Cinq jours après qu'un étudiant de 22 ans d'une autre université se soit immolé par le feu pour dénoncer la précarité étudiante, imaginer le contraire serait totalement et définitivement indigne, insupportable et constituerait la forme la plus abjecte et la plus aboutie du mépris.
<A voir et/ou à lire aussi>
Clément Viktorovitch qui pointe l'indécence à refuser de voir la motivation politique de cette immolation.
L'article de Lordon dans le Diplo dont j'extrais cette phrase :
"On ne sait pas que souhaiter à Anas, entre la vie et la mort. On ne sait pas que souhaiter entre les souffrances sans doute terribles qui suivraient son retour du côté de la vie, et la possibilité tout de même qu’il puisse contempler l’effet de son acte. Effet un peu particulier sans doute puisque c’est à nous qu’il appartient de l’accomplir."
L'article de France Info qui rappelle quelques chiffres et quelques réalités sur le précarité, la pauvreté et la détresse étudiante :
- 1 étudiant sur 5 vit sous le seuil de pauvreté. En France. Au 21ème siècle. Dans "l'économie de la connaissance" et dans toutes nos universités "d'excellence".
- 1 étudiant sur 2 n'a pas assez d'argent pour couvrir ses besoins. En France. Au 21ème siècle. Dans "l'économie de la connaissance" et dans toutes nos universités "d'excellence".
- 1 étudiant sur 2 travaille et dans 13% des cas cette activité (mal) rémunérée est "concurrente des études". En France. Au 21ème siècle. Dans "l'économie de la connaissance" et dans toutes nos universités "d'excellence".
- Plus d'1 étudiant sur 10 renonce à voir un médecin pour des raisons financières. En France. Au 21ème siècle. Dans "l'économie de la connaissance" et dans toutes nos universités "d'excellence".
Salut. Je partage ton immense colère, tant sur le fond que sur la forme : nous avons affaire, en effet, à de sinistres connards et connasses, aussi bien au gouvernement qu’à la « direction » de nos établissements. Rien ne peut plus nous rattacher affectivement, moralement et intellectuellement à ce qu’est devenu l’université française : un tas immense de sinistres connards et connasses obsédées par des mensonges en « ex » (excellence, idex, labex). Seules les insultes qu’ils et elles méritent sont à la mesure de notre colère. Sinistres connards, sinistres connasses : ministres, présidents et présidentes d’universités, membres de la CPU, allez tous et toutes vous faire foutre ! Que se vayan todos!

• _Jeu de données_:
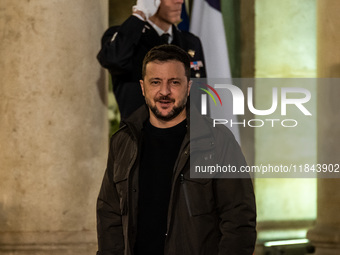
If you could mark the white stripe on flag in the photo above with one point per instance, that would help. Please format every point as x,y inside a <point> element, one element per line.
<point>207,23</point>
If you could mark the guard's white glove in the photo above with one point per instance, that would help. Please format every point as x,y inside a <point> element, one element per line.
<point>148,7</point>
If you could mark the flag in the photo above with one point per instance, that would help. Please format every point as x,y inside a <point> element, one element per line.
<point>207,23</point>
<point>184,24</point>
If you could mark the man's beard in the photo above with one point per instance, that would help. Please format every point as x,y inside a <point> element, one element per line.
<point>176,110</point>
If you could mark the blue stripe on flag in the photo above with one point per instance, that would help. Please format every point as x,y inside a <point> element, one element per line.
<point>184,25</point>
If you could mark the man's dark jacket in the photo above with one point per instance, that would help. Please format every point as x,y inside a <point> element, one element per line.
<point>205,216</point>
<point>123,50</point>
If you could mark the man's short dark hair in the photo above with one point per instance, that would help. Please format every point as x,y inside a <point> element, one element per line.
<point>165,53</point>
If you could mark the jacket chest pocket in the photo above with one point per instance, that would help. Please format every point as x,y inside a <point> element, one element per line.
<point>121,182</point>
<point>198,195</point>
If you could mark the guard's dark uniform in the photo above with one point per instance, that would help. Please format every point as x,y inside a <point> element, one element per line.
<point>123,50</point>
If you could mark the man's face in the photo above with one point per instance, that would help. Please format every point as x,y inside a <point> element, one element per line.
<point>166,89</point>
<point>170,11</point>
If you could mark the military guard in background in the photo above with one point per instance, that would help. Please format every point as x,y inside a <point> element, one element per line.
<point>124,47</point>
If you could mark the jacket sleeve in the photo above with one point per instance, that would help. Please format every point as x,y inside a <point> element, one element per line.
<point>235,202</point>
<point>109,221</point>
<point>118,44</point>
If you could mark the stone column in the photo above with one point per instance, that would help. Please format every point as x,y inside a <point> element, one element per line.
<point>53,125</point>
<point>326,234</point>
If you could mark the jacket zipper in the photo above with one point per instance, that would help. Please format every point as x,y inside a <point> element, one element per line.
<point>186,196</point>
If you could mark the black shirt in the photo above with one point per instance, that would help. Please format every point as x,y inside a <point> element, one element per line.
<point>160,148</point>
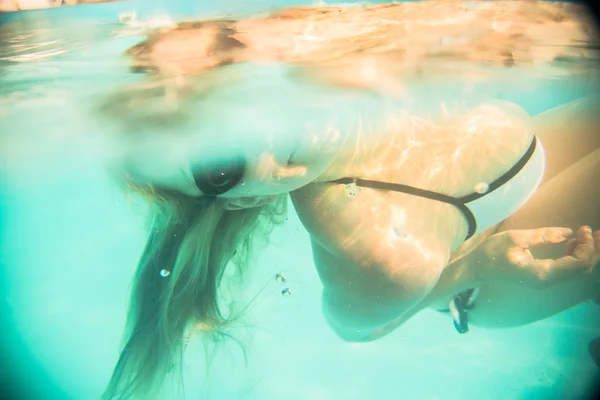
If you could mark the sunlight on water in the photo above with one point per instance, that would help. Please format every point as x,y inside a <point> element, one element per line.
<point>97,99</point>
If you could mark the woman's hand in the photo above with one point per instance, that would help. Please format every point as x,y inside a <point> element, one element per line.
<point>506,256</point>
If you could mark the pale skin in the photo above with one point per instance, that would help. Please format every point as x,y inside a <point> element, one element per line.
<point>517,288</point>
<point>374,278</point>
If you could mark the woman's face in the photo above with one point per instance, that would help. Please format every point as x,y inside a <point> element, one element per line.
<point>245,130</point>
<point>258,135</point>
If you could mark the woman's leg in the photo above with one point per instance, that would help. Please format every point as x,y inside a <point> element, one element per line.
<point>569,197</point>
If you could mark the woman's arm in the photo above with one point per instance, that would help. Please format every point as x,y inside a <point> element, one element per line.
<point>505,257</point>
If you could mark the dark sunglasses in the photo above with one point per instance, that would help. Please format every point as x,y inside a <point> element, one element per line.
<point>216,179</point>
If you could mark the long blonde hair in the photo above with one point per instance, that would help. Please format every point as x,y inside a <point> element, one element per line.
<point>176,284</point>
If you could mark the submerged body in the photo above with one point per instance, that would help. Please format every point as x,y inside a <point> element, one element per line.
<point>310,96</point>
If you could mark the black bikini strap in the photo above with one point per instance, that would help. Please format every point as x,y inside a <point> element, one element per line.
<point>396,187</point>
<point>458,202</point>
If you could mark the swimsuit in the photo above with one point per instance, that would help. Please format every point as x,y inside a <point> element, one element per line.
<point>488,206</point>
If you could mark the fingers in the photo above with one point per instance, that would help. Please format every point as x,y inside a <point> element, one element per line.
<point>533,237</point>
<point>584,248</point>
<point>571,244</point>
<point>545,273</point>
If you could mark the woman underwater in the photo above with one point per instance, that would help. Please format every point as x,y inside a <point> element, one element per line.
<point>411,200</point>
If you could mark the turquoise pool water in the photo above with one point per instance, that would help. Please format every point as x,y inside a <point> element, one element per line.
<point>70,242</point>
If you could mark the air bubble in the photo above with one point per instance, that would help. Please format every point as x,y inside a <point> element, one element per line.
<point>482,187</point>
<point>164,273</point>
<point>400,232</point>
<point>351,190</point>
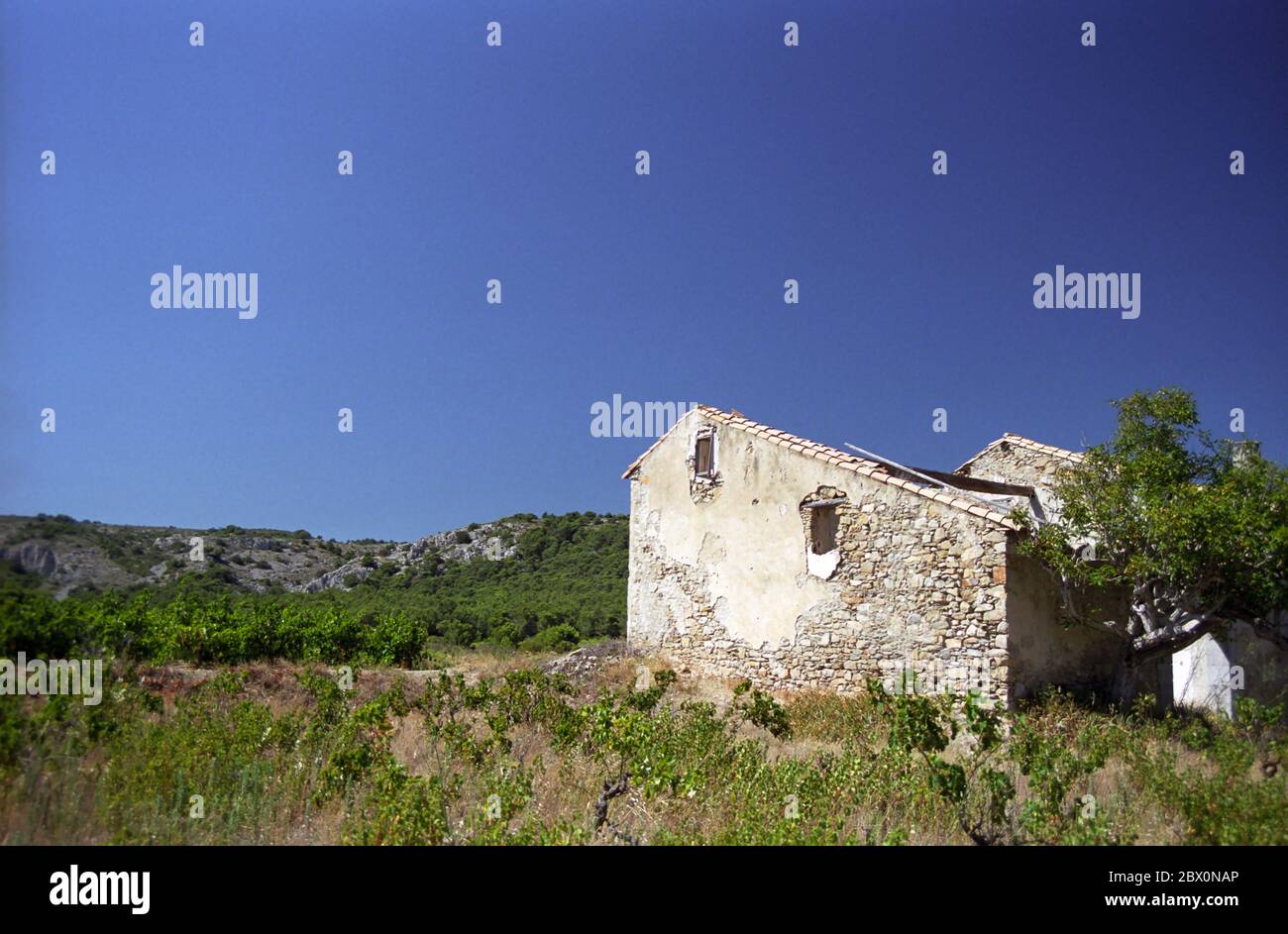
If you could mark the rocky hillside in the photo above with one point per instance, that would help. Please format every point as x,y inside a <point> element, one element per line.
<point>77,556</point>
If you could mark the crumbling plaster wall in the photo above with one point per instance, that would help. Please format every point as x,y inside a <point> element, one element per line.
<point>1044,651</point>
<point>719,582</point>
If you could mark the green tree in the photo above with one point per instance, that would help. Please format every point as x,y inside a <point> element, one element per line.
<point>1193,530</point>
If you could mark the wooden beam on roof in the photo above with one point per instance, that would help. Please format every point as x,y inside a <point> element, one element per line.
<point>977,484</point>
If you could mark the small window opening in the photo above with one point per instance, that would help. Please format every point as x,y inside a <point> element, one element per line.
<point>702,460</point>
<point>822,528</point>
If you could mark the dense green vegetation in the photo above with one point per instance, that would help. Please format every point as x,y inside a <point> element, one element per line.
<point>526,758</point>
<point>567,582</point>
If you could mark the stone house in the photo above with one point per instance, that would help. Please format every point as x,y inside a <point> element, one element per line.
<point>755,554</point>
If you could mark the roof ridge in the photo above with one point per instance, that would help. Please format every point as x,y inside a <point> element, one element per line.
<point>846,462</point>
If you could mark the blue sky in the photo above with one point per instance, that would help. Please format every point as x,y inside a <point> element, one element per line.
<point>518,162</point>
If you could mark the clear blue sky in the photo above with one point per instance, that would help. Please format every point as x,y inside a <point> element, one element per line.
<point>516,162</point>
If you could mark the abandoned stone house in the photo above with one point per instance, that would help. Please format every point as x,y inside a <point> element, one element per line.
<point>755,554</point>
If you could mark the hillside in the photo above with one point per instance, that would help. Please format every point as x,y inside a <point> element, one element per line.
<point>77,556</point>
<point>266,592</point>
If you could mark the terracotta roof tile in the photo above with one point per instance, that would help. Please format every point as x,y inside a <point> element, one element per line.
<point>848,462</point>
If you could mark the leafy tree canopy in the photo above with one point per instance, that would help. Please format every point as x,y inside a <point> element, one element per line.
<point>1193,528</point>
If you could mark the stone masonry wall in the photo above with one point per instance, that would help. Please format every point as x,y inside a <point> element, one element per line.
<point>919,586</point>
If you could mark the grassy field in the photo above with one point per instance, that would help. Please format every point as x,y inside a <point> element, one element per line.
<point>494,750</point>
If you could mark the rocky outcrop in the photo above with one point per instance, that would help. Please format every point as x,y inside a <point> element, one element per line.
<point>33,557</point>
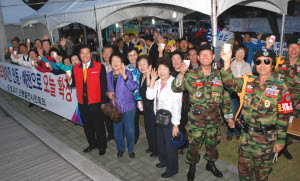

• _Consigne_: Recopiez le passage de l'extrait situé entre « Cinq jours après » et « aboutie du mépris. », ces deux bornes comprises.

• _Corrigé_:
Cinq jours après qu'un étudiant de 22 ans d'une autre université se soit immolé par le feu pour dénoncer la précarité étudiante, imaginer le contraire serait totalement et définitivement indigne, insupportable et constituerait la forme la plus abjecte et la plus aboutie du mépris.